> The request:
Reproduce verbatim the entries from the beginning through the line containing "Return the outline of every instance of the eye", including that line.

Boundary annotation entries
■ ■ ■ ■ ■

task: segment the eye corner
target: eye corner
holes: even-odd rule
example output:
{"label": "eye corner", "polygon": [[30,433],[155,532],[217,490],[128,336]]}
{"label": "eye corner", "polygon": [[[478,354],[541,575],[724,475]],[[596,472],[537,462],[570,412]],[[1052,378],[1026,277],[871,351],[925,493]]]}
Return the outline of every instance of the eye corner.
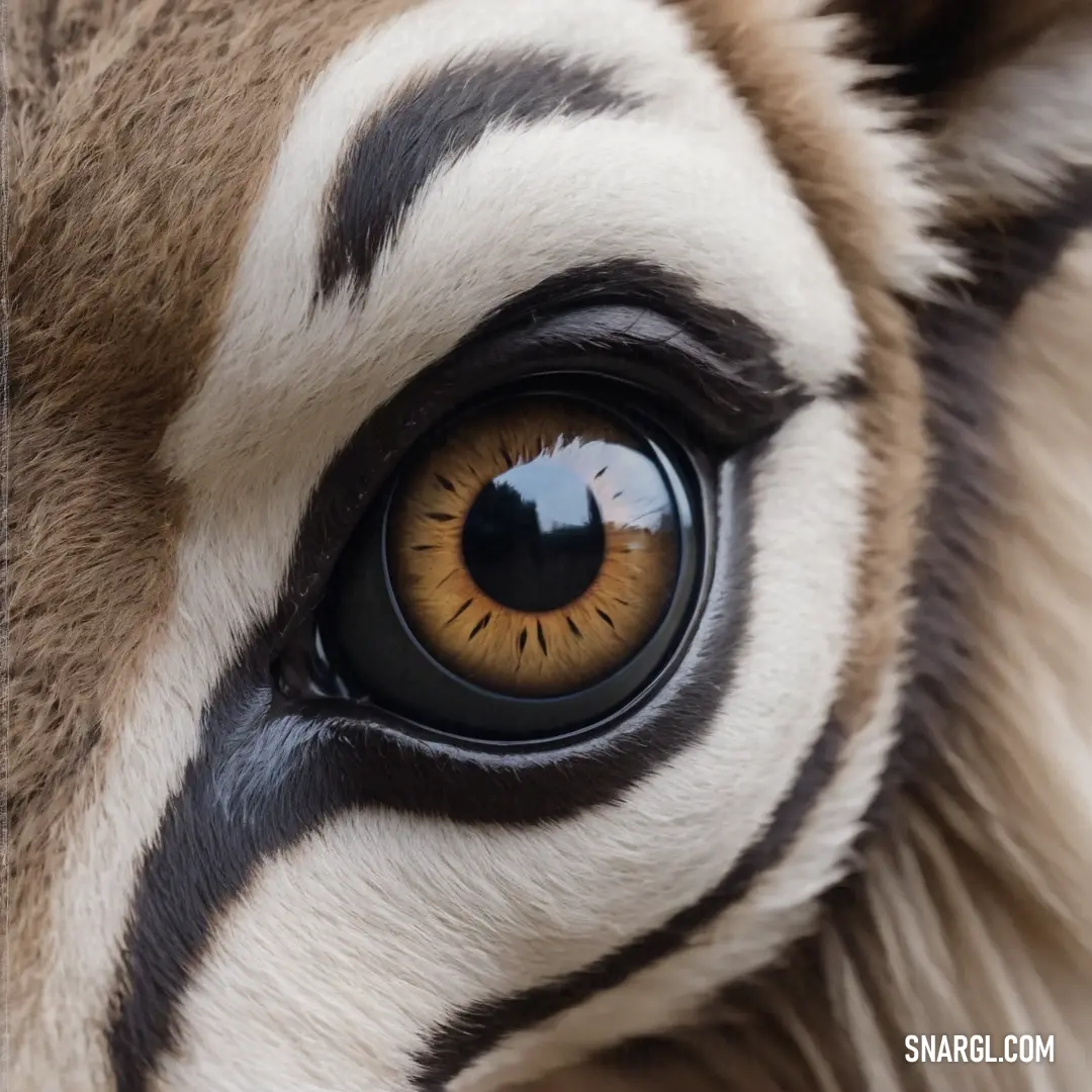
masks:
{"label": "eye corner", "polygon": [[[641,403],[644,401],[636,385],[616,384],[602,377],[575,383],[572,377],[539,378],[478,400],[444,423],[436,436],[415,446],[353,532],[322,600],[312,613],[310,626],[298,628],[294,639],[283,648],[274,666],[282,692],[295,702],[312,698],[316,701],[321,699],[322,703],[333,702],[346,717],[361,722],[375,716],[377,710],[382,710],[403,722],[410,734],[419,733],[426,737],[455,741],[460,746],[486,749],[548,749],[561,740],[586,737],[590,732],[617,722],[648,692],[663,684],[670,663],[687,640],[709,568],[707,544],[711,529],[708,523],[712,519],[708,503],[710,466],[700,449],[692,449],[686,441],[673,436],[661,424],[664,415],[656,412],[655,406],[643,406]],[[489,678],[486,673],[485,678],[480,674],[476,678],[466,677],[458,657],[446,663],[442,655],[437,655],[436,648],[429,645],[427,633],[423,634],[419,625],[415,628],[412,619],[407,618],[404,603],[400,600],[394,571],[396,566],[391,559],[391,550],[396,548],[392,541],[392,520],[396,518],[401,491],[407,488],[406,483],[414,474],[431,473],[436,496],[450,499],[456,506],[470,507],[467,498],[458,496],[459,486],[453,480],[459,476],[455,472],[450,476],[440,474],[439,477],[446,480],[439,480],[435,468],[428,470],[428,452],[435,452],[436,446],[442,444],[442,438],[450,439],[452,429],[459,427],[473,429],[477,427],[475,423],[491,420],[496,428],[498,422],[506,419],[506,414],[508,424],[505,427],[512,427],[512,422],[518,422],[520,413],[525,413],[527,406],[537,406],[539,412],[545,412],[543,406],[549,406],[550,412],[557,412],[558,406],[567,410],[577,407],[569,412],[575,412],[578,417],[581,413],[585,415],[581,422],[585,430],[595,415],[610,423],[612,428],[632,430],[629,434],[632,447],[622,450],[645,449],[642,458],[646,458],[649,465],[660,475],[662,499],[669,507],[674,533],[681,536],[680,553],[673,561],[675,571],[670,587],[664,595],[663,609],[652,610],[651,614],[644,612],[654,617],[646,622],[646,632],[638,634],[634,648],[626,650],[627,654],[619,657],[616,664],[604,660],[604,669],[585,672],[586,677],[578,680],[583,685],[573,692],[566,692],[563,687],[555,688],[554,692],[548,687],[539,688],[539,692],[534,692],[534,688],[530,692],[518,692],[519,688],[515,688],[517,692],[503,692],[503,687],[498,688],[496,676]],[[491,418],[490,414],[494,415]],[[560,431],[557,422],[550,427],[555,432]],[[542,430],[543,420],[539,419],[531,431]],[[541,441],[539,436],[536,442],[545,450],[548,444]],[[577,463],[586,464],[586,452],[591,446],[581,447],[573,441],[570,447],[581,456],[577,458]],[[534,462],[526,458],[527,453],[529,449],[524,448],[519,466]],[[491,465],[490,473],[519,468],[505,464],[503,452],[498,450],[494,454],[501,462]],[[511,452],[508,454],[511,455]],[[593,476],[601,468],[595,467]],[[470,501],[474,499],[472,497]],[[441,536],[448,532],[448,537],[456,524],[456,520],[435,521]],[[462,548],[456,557],[451,546],[449,543],[449,560],[462,565]],[[465,580],[466,573],[461,575]],[[515,587],[515,583],[510,580],[508,586]],[[451,614],[456,614],[461,605],[462,601],[454,605]],[[539,603],[537,606],[542,608],[548,604]],[[545,654],[553,651],[550,644],[555,639],[558,642],[570,641],[572,645],[584,643],[587,636],[582,619],[586,617],[598,627],[603,641],[619,643],[619,630],[625,628],[627,621],[626,609],[625,605],[592,604],[585,607],[581,617],[573,617],[575,612],[566,612],[560,617],[541,609],[527,612],[530,620],[525,625],[514,627],[508,619],[506,632],[508,638],[518,641],[525,630],[524,648]],[[473,619],[474,625],[463,627],[467,630],[463,640],[478,641],[485,648],[480,638],[487,634],[490,627],[494,633],[501,632],[505,622],[488,609],[478,613],[486,619],[485,625],[482,625],[482,618]],[[630,607],[630,614],[636,616],[640,612]],[[346,617],[367,618],[367,624],[346,624]],[[550,619],[549,626],[543,624],[546,617]],[[465,620],[472,621],[470,618]],[[587,628],[591,630],[592,626]],[[344,649],[346,632],[356,642],[353,654],[347,657]],[[580,651],[578,649],[577,653]],[[586,656],[586,653],[583,655]],[[361,657],[367,661],[364,670],[359,667]],[[563,673],[561,678],[563,681]]]}

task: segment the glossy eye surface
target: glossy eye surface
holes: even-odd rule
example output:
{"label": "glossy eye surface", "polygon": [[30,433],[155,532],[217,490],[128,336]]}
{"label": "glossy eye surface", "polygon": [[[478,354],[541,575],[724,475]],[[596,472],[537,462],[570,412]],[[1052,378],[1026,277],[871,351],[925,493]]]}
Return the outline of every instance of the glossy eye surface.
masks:
{"label": "glossy eye surface", "polygon": [[602,399],[530,390],[456,415],[339,562],[320,642],[342,695],[494,741],[631,702],[693,613],[695,475]]}
{"label": "glossy eye surface", "polygon": [[658,625],[678,515],[655,454],[557,396],[472,414],[402,483],[388,556],[417,639],[478,686],[582,689]]}

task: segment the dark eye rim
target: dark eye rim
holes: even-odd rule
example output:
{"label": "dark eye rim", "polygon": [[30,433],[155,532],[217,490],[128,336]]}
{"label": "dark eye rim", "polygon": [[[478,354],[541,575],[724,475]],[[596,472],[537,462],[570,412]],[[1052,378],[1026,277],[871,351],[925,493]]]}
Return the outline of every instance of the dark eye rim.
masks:
{"label": "dark eye rim", "polygon": [[[642,399],[632,385],[619,384],[603,377],[573,377],[571,373],[538,377],[531,381],[506,384],[479,401],[471,412],[492,403],[510,404],[511,400],[526,395],[555,395],[584,401],[609,412],[621,424],[632,428],[650,446],[661,473],[672,494],[679,519],[680,557],[675,589],[656,630],[644,644],[606,678],[557,698],[517,698],[496,693],[459,677],[440,664],[413,633],[407,619],[399,607],[391,579],[388,557],[388,521],[403,473],[396,473],[388,483],[378,503],[381,515],[376,518],[370,507],[360,523],[367,545],[363,551],[380,563],[363,567],[365,580],[370,583],[371,602],[383,612],[377,617],[377,632],[383,634],[368,649],[373,662],[372,678],[383,678],[402,667],[404,675],[414,675],[414,689],[431,687],[431,695],[424,700],[406,700],[382,684],[353,686],[346,682],[351,668],[337,656],[331,642],[325,648],[323,634],[332,628],[329,614],[329,593],[316,612],[316,640],[322,649],[322,661],[317,663],[317,675],[323,676],[321,689],[324,697],[341,707],[342,717],[367,721],[369,713],[381,712],[395,717],[403,729],[425,740],[456,744],[476,750],[544,751],[568,747],[589,736],[608,734],[614,725],[624,721],[634,709],[644,704],[670,678],[689,646],[709,594],[709,582],[715,551],[715,503],[713,468],[700,450],[680,442],[666,426],[662,415],[642,405]],[[607,396],[613,395],[610,403]],[[455,415],[458,419],[460,415]],[[370,519],[369,519],[370,517]],[[354,555],[356,556],[356,555]],[[336,592],[337,570],[330,582]],[[405,657],[414,657],[407,661]],[[405,668],[406,663],[411,668]],[[427,670],[418,668],[427,664]],[[415,670],[416,668],[416,670]],[[418,674],[419,672],[419,674]],[[313,677],[313,676],[312,676]],[[403,681],[408,681],[403,679]],[[370,692],[361,692],[370,690]],[[453,708],[458,714],[448,723],[432,709]],[[416,708],[415,708],[416,707]],[[464,722],[462,725],[456,721]],[[426,723],[427,722],[427,723]],[[473,724],[473,728],[465,727]],[[524,738],[512,737],[512,725],[522,729]],[[506,737],[501,737],[505,733]]]}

■ ■ ■ ■ ■

> Answer to the task:
task: segment the eye corner
target: eye corner
holes: even-odd rule
example output:
{"label": "eye corner", "polygon": [[30,433],[155,532],[217,490],[128,336]]}
{"label": "eye corner", "polygon": [[[478,354],[541,575],[724,475]],[[596,472],[537,462],[570,412]],[[1052,378],[1026,277],[871,351],[925,493]]]}
Return the outline of every instance of the eye corner.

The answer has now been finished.